**Exercise description:**
State how many lines in the listing below contain the string "carriage". Reply with the number alone.
====== Data entries ======
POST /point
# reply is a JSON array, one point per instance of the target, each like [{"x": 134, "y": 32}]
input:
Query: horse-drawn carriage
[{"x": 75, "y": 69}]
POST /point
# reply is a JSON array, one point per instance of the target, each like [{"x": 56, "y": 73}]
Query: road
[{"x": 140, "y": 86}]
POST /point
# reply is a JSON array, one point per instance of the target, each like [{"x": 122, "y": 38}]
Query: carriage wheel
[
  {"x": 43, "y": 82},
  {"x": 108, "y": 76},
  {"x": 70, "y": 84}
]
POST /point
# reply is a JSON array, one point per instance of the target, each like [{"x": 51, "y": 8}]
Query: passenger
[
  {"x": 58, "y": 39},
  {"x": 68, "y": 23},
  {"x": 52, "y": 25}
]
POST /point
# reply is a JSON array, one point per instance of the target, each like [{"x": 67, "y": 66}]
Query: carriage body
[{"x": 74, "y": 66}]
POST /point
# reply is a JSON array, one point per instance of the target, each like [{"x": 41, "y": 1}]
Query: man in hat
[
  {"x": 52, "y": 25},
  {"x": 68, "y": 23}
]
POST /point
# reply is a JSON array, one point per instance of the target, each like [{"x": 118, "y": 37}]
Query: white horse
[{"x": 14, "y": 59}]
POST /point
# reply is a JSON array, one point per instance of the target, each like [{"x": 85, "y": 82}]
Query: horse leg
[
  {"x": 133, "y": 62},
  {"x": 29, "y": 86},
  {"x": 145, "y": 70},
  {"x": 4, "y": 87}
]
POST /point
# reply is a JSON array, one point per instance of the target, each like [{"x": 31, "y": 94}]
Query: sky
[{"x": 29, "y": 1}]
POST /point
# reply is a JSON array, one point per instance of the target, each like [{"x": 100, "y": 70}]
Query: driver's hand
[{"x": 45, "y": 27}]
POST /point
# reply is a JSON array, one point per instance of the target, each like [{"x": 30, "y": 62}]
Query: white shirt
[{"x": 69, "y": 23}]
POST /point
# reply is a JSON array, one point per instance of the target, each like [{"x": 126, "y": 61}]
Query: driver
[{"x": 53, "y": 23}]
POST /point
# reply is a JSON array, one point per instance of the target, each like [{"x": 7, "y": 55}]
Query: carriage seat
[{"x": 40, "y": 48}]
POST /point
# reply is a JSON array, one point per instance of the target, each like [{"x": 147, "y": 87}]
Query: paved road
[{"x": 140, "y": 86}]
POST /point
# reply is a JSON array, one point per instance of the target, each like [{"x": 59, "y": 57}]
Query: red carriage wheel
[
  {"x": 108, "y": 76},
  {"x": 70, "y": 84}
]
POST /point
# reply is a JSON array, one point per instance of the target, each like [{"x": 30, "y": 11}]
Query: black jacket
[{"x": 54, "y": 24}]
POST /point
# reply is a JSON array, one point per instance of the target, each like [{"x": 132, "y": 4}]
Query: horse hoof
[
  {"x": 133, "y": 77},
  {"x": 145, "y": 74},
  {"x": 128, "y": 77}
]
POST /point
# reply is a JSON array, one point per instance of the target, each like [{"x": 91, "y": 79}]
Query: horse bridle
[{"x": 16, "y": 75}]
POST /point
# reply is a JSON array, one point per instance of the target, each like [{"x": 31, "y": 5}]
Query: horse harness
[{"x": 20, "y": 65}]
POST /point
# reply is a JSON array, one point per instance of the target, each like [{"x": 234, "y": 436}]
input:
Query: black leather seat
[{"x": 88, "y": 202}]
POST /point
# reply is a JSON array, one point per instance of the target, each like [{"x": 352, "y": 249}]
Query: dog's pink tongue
======
**Solved problem:**
5